» Task
Please return each line of the records that contains the string "rear", matching case exactly.

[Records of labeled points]

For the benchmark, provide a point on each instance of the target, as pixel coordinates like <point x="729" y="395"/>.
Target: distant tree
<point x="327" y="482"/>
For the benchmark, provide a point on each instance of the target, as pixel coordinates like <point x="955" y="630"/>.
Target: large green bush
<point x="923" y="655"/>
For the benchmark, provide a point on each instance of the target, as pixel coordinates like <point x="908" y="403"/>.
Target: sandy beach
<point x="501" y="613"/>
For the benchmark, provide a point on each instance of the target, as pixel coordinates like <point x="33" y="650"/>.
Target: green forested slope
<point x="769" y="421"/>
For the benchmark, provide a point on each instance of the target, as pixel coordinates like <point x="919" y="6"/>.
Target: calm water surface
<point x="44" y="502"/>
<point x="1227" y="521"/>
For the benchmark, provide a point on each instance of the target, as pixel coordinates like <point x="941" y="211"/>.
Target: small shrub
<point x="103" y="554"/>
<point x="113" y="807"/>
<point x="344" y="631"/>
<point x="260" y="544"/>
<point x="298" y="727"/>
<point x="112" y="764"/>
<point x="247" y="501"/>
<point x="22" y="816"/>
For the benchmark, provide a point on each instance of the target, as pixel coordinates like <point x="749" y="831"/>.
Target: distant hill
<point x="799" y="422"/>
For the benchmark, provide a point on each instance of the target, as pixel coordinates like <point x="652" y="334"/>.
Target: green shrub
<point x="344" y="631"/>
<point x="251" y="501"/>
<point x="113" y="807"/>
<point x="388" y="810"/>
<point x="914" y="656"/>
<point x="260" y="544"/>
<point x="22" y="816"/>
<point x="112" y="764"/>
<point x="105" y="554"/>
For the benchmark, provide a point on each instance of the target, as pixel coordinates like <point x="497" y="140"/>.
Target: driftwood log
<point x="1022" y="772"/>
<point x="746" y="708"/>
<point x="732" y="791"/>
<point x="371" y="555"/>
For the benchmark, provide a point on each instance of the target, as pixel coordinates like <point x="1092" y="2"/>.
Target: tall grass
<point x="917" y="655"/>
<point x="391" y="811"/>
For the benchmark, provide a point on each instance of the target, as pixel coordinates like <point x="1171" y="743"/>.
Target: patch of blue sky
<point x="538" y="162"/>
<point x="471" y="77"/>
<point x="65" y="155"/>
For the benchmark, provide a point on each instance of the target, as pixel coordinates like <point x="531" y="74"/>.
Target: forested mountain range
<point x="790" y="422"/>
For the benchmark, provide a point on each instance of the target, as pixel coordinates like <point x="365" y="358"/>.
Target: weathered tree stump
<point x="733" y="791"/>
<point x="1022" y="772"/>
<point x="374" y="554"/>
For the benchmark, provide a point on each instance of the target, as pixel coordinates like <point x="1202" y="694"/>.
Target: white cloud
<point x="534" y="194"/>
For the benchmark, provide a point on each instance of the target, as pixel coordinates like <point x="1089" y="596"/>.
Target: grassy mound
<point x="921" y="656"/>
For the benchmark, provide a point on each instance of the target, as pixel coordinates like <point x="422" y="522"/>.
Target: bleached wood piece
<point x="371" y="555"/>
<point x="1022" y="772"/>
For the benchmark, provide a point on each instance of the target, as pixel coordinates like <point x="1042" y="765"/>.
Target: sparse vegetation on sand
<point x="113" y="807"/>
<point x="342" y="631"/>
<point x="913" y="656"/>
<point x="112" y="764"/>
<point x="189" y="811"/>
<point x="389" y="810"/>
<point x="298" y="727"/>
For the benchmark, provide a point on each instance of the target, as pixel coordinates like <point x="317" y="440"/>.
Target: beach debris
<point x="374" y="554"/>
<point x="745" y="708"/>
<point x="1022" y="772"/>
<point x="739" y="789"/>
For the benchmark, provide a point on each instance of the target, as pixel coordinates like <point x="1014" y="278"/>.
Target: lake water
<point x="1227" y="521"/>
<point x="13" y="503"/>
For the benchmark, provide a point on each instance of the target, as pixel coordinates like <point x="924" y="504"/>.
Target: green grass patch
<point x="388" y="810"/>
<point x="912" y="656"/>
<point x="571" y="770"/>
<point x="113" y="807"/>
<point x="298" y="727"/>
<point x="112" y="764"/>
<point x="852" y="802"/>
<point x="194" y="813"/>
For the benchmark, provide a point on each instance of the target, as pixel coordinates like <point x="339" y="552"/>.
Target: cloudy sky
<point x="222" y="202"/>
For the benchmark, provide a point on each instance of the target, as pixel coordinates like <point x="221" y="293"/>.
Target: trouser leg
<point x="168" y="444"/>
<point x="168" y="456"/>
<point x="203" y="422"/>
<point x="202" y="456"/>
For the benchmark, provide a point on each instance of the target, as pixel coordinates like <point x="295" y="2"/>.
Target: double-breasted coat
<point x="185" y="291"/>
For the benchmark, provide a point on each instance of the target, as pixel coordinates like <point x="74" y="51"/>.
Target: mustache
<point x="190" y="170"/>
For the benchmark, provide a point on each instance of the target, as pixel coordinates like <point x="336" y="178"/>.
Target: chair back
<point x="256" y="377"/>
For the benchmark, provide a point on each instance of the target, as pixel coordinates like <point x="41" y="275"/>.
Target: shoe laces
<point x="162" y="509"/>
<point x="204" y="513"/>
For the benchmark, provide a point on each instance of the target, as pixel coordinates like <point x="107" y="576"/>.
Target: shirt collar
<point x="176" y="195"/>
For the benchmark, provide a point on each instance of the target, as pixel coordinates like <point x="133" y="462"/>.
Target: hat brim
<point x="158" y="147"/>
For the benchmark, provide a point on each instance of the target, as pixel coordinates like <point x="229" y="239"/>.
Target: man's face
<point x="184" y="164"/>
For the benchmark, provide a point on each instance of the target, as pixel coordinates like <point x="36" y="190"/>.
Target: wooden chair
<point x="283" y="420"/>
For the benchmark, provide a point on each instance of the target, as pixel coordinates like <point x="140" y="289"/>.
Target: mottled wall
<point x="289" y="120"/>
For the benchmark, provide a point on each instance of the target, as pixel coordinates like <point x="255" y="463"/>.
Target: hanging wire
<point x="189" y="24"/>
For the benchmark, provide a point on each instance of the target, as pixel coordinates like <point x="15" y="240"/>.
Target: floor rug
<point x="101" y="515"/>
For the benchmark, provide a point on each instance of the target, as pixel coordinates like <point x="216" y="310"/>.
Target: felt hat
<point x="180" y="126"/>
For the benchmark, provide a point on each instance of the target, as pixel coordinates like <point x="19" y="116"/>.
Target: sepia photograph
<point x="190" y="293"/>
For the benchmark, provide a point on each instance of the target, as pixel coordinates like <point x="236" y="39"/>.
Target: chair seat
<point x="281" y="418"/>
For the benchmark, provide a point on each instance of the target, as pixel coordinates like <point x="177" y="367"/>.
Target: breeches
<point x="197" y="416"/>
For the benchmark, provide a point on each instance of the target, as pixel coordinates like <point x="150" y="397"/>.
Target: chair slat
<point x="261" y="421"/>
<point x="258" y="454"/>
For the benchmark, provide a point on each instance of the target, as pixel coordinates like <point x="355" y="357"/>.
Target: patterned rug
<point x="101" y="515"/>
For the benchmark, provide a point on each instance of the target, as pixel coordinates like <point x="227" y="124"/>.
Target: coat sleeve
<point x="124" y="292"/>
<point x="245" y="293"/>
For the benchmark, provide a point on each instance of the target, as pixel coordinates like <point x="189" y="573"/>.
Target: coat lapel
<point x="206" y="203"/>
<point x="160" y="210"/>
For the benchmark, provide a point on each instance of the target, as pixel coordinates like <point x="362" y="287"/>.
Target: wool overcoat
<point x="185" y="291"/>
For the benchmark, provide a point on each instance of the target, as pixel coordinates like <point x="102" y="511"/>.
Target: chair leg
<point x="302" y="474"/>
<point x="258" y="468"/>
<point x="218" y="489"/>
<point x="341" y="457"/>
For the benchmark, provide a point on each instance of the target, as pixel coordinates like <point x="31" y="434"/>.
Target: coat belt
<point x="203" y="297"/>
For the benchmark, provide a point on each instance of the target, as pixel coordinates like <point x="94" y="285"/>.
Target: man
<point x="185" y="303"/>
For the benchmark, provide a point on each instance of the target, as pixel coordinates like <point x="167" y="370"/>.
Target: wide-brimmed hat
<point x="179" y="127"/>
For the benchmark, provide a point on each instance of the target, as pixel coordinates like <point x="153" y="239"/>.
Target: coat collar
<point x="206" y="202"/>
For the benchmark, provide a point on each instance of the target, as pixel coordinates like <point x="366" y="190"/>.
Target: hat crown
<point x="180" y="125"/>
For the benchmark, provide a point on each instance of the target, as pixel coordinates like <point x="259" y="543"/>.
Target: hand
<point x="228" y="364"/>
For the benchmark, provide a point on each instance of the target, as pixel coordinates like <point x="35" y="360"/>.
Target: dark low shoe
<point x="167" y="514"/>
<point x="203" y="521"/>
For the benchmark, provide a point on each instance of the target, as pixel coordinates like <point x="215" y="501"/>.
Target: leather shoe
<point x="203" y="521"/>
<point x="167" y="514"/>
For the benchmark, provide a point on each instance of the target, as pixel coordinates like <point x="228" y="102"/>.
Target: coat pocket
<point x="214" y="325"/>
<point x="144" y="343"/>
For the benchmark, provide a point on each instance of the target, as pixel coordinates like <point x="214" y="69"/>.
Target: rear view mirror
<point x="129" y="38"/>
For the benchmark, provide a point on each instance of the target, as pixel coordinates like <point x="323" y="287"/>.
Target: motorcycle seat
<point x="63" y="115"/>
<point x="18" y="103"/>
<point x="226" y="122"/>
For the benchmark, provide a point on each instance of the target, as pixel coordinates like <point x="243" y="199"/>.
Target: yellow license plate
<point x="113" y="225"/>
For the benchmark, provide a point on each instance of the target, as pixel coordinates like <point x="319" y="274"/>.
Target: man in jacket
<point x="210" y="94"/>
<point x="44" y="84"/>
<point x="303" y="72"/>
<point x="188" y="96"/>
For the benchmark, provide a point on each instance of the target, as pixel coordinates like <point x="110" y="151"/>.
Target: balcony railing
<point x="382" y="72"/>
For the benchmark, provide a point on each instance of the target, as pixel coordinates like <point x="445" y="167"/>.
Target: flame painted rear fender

» Answer to this problem
Target: rear view mirror
Target: flame painted rear fender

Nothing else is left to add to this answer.